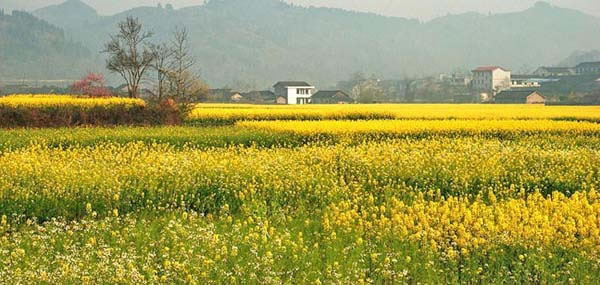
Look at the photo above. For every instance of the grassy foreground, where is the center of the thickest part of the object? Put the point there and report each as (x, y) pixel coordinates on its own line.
(344, 202)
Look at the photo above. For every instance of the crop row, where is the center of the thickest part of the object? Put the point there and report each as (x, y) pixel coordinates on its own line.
(42, 183)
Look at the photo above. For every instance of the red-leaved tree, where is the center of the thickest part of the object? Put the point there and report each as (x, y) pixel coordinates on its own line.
(92, 85)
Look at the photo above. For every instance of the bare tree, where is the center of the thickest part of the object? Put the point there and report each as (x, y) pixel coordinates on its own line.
(181, 75)
(162, 57)
(128, 54)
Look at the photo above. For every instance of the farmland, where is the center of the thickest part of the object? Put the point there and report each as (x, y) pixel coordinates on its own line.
(351, 194)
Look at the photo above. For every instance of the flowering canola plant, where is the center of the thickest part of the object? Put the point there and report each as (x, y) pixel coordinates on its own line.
(495, 196)
(229, 113)
(51, 100)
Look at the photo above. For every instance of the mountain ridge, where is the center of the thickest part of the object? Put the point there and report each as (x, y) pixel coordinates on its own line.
(259, 41)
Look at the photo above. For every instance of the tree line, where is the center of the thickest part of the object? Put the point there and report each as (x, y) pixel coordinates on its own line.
(132, 55)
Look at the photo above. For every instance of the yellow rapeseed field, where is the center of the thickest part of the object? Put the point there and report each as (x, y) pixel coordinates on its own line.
(353, 194)
(473, 127)
(238, 112)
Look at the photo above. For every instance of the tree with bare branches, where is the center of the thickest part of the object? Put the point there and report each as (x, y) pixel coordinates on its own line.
(182, 77)
(129, 54)
(162, 60)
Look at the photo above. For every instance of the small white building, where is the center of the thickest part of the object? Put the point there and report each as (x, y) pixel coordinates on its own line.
(524, 81)
(294, 92)
(491, 78)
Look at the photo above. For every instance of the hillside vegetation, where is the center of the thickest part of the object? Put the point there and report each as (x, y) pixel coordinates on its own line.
(31, 48)
(261, 41)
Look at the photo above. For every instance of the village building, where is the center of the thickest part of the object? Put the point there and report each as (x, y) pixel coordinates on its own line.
(519, 97)
(491, 78)
(546, 71)
(237, 97)
(588, 67)
(524, 81)
(293, 92)
(331, 97)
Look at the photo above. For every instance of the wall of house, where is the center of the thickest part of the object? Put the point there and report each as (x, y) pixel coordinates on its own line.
(482, 80)
(500, 80)
(294, 98)
(535, 98)
(496, 80)
(280, 100)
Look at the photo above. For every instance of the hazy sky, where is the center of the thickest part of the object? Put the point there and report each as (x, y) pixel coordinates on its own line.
(423, 9)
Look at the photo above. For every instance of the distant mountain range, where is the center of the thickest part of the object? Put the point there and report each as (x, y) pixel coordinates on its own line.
(580, 56)
(33, 49)
(259, 42)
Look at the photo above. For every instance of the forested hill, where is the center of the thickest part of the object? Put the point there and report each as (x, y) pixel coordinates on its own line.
(262, 41)
(31, 48)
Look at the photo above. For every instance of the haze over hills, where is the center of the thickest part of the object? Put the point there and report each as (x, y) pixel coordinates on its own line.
(33, 49)
(262, 41)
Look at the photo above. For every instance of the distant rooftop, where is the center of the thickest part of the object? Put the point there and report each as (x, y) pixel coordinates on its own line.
(292, 84)
(488, 68)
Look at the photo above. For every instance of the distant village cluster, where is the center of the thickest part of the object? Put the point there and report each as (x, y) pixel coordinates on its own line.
(578, 85)
(485, 84)
(499, 85)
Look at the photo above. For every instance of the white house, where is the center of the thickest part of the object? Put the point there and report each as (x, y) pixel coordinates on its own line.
(491, 78)
(524, 81)
(294, 92)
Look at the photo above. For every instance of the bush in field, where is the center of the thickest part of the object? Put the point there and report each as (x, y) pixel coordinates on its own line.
(92, 85)
(65, 111)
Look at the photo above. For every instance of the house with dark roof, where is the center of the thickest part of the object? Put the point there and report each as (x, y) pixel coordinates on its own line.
(331, 97)
(547, 71)
(519, 97)
(491, 78)
(588, 67)
(524, 81)
(293, 92)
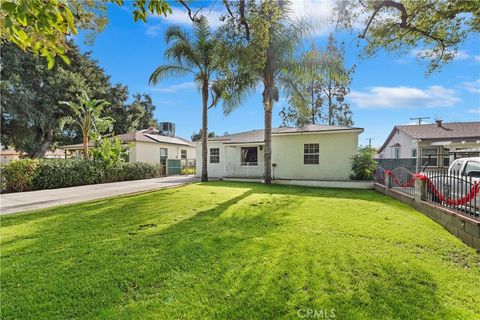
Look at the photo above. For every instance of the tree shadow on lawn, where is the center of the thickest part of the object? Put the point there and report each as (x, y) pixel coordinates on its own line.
(237, 259)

* Exercise goal *
Copy the records above word for word, starting with the line that contains "Look at the photo above. For every instance of the house" and continuing through the end of the records. Leave the pictures out.

* Solved exercise *
Look at the photo above. For every instance of the house with dark roof, where is the center of the thickest part of the object? Put the point there and report each as (x, y) pixel coordinates on its own line.
(331, 97)
(547, 71)
(519, 97)
(491, 78)
(588, 67)
(524, 81)
(293, 92)
Look at the photo above. For every instance of the tree shadow on lawn, where is the center of the thickest part of the object? Put the point there and report each as (x, y) pixel coordinates on its own line.
(237, 259)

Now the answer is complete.